— START Records for the task —

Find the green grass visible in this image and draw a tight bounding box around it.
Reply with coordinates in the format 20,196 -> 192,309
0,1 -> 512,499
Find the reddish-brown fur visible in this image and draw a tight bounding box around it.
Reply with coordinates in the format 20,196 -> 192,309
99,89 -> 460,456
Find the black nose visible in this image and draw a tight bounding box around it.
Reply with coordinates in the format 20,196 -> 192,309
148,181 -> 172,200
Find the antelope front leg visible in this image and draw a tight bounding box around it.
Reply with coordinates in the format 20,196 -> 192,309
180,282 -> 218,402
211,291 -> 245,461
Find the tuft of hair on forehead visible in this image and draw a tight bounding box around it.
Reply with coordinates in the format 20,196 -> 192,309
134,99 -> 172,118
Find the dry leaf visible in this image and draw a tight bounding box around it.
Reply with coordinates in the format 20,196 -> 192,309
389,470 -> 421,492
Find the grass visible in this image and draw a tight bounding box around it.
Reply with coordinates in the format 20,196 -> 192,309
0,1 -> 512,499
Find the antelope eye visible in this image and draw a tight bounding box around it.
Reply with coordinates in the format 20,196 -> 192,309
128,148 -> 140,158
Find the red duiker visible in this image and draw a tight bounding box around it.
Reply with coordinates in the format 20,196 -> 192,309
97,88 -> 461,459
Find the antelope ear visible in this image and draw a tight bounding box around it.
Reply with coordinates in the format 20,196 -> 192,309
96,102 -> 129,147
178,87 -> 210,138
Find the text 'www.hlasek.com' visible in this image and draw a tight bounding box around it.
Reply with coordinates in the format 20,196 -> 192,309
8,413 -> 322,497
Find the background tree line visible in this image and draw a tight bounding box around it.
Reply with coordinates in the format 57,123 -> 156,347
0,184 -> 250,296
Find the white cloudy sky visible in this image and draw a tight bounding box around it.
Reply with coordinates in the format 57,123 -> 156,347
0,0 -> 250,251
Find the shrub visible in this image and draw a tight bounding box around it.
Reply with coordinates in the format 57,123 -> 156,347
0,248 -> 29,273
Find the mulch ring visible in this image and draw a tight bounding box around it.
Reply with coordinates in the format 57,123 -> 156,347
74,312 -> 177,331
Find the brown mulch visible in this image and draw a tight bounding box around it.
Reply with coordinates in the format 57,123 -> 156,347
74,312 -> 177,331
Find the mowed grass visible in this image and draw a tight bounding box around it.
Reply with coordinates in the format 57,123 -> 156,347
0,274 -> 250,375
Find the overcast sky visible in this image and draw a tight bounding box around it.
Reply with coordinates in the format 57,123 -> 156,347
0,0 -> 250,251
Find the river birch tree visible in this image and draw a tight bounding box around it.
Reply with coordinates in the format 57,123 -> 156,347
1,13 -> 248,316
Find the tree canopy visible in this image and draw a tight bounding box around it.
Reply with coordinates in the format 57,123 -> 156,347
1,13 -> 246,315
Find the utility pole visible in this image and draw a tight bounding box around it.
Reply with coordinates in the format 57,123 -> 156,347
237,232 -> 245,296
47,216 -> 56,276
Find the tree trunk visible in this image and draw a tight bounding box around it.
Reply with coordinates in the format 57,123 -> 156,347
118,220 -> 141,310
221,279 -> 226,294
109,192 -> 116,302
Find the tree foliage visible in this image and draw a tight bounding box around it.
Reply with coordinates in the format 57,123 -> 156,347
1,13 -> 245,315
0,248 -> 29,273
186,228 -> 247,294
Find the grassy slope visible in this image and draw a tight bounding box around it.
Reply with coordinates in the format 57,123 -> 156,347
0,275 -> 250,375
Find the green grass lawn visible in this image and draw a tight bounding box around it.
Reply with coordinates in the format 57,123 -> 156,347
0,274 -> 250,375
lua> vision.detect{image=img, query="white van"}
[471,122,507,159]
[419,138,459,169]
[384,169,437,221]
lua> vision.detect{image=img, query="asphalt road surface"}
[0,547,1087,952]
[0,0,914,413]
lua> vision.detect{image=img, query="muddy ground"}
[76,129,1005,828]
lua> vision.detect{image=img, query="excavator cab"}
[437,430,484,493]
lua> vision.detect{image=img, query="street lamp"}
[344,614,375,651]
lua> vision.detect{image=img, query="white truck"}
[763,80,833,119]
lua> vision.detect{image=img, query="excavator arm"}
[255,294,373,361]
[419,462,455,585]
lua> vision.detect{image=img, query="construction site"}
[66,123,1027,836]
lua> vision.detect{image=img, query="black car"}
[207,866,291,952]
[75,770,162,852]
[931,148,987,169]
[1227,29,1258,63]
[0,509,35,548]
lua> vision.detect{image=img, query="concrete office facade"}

— END Records for the task —

# [Written request]
Lay out the stretch of data from the line that contains "Find the background" through the line that contains "0,275 -> 250,375" as a Markdown table with the columns Row and Line. Number each line in order and skip any blank lines.

# [Exercise result]
| Row | Line |
|---|---|
| 1 | Find the background tree line visible in this image and draw a tight bounding box around it. |
| 2 | Reply with coordinates in the format 57,123 -> 156,347 |
| 3 | 0,184 -> 250,296 |
| 4 | Find the white cloudy sky visible in this image and draw a tight bounding box around it. |
| 5 | Reply with coordinates in the format 57,123 -> 156,347 |
| 6 | 0,0 -> 250,251 |
| 7 | Find the shrub visible in this image and draw a tight bounding box around it. |
| 8 | Reply with coordinates in the format 57,123 -> 156,347 |
| 9 | 0,248 -> 29,273 |
| 10 | Find the mulch ring visible in this image and draw a tight bounding box around it. |
| 11 | Reply with coordinates in the format 57,123 -> 156,347 |
| 12 | 74,312 -> 177,331 |
| 13 | Find the brown mulch visible in this image and draw a tight bounding box around it. |
| 14 | Reply with coordinates in the format 57,123 -> 156,347 |
| 15 | 74,312 -> 177,331 |
| 16 | Find the mowed grass visible in this image and draw a tight bounding box around it. |
| 17 | Reply with coordinates in the format 57,123 -> 156,347 |
| 18 | 0,274 -> 250,375 |
| 19 | Find the overcast sky visible in this image and draw a tight bounding box around it. |
| 20 | Reply with coordinates in the format 57,123 -> 156,347 |
| 21 | 0,0 -> 250,251 |
| 22 | Find the river birch tree visible in this image and draw a tight bounding box around it. |
| 23 | Reply with coordinates in the format 57,123 -> 156,347 |
| 24 | 1,13 -> 248,316 |
| 25 | Find the tree canopy visible in this image and draw a tight bounding box around it. |
| 26 | Reply with coordinates in the format 57,123 -> 156,347 |
| 27 | 1,13 -> 246,315 |
| 28 | Find the utility pole visible in this image and draw a tight bounding box around it. |
| 29 | Reply with coordinates in the format 57,123 -> 156,347 |
| 30 | 237,232 -> 245,296 |
| 31 | 47,216 -> 56,276 |
| 32 | Find the tree trunk visible in this image and draw a tight bounding box around it. |
| 33 | Reply with coordinates in the format 57,123 -> 156,347 |
| 34 | 118,220 -> 141,310 |
| 35 | 221,279 -> 226,294 |
| 36 | 109,192 -> 116,302 |
| 37 | Find the tree foliage visible in this image and draw a tight bounding box around it. |
| 38 | Reply with coordinates in the format 57,123 -> 156,347 |
| 39 | 1,13 -> 245,315 |
| 40 | 0,248 -> 29,273 |
| 41 | 186,228 -> 247,294 |
| 42 | Find the grassy slope visible in this image and draw a tight bounding box around it. |
| 43 | Reply with coordinates in the format 57,123 -> 156,347 |
| 44 | 0,275 -> 250,375 |